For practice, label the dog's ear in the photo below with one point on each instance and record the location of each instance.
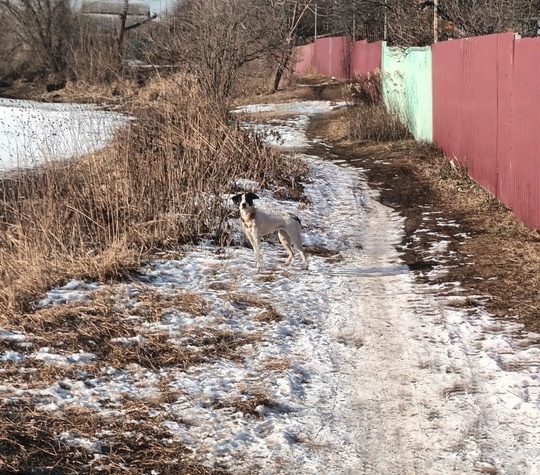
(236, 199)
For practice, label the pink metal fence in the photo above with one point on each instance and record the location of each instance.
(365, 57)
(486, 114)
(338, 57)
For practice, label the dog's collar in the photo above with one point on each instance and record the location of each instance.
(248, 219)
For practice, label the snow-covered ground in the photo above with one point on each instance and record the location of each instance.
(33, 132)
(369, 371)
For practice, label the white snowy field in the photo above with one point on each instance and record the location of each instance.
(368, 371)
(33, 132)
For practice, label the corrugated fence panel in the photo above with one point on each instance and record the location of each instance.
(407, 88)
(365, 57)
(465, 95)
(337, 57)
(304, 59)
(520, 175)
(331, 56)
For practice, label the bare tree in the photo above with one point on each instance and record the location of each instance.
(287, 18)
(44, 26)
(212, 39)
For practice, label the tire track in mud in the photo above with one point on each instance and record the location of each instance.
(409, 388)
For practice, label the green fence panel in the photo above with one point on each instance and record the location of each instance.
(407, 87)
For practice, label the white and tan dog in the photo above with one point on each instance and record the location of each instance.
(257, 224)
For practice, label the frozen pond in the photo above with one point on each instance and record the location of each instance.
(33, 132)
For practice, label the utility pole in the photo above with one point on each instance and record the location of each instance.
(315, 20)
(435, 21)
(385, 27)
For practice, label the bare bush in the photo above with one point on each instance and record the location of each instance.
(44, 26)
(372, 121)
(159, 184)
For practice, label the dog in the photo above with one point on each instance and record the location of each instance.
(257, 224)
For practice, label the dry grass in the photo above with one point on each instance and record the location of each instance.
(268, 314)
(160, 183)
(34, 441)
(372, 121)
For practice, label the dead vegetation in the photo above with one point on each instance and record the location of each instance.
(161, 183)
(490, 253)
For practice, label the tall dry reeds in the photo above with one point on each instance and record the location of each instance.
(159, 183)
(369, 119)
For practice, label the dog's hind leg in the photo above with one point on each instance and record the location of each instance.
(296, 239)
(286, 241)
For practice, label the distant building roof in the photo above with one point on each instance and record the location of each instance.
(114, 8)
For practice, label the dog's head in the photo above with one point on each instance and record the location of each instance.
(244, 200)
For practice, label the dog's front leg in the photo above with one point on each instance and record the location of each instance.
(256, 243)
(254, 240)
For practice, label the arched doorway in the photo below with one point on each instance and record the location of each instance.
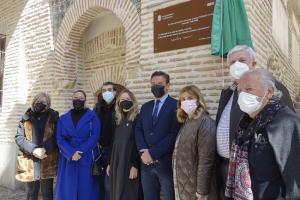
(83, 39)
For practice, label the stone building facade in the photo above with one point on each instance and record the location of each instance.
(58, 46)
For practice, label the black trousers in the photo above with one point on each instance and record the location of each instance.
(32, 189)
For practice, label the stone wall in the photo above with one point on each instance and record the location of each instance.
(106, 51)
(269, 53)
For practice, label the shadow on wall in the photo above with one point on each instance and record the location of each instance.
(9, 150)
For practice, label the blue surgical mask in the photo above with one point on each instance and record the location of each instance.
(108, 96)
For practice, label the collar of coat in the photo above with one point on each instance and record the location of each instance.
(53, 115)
════
Write out word for word every line of the records from the line containing "For practice, label the distant" through the last line of the records, both included. Leave the pictures out.

For practice, label the distant building roof in the photo above with one point on each instance and record the location of each instance.
(114, 8)
For practice, label the dog's head in the photo above with one point on each instance and record the location of each instance.
(244, 200)
For practice, label the dog's front leg in the photo above with one point on each instance and record the location of each instance.
(256, 243)
(254, 240)
For practice, label the arched doorway in the photo below with one point on each instance and record the location of each instance.
(83, 39)
For practice, label the stone building facade in the photo above with one point on each instance and record the location of each instance.
(58, 46)
For practice, label the black trousers in the photo above with one point on each instance and record the location of each instance.
(32, 189)
For practice, label the stone wall in the photo above with one point on each instance and record the location of each instance.
(106, 51)
(269, 53)
For practice, label the shadow on wall in the photo above with one point on each instance and record the location of each instance.
(9, 150)
For practice, label the blue surgical mask in the photo above with one point on each instance and record the location of each instance.
(108, 96)
For practice, label the collar of coat in the photo above with one point on each instance and record the location of each instance.
(53, 115)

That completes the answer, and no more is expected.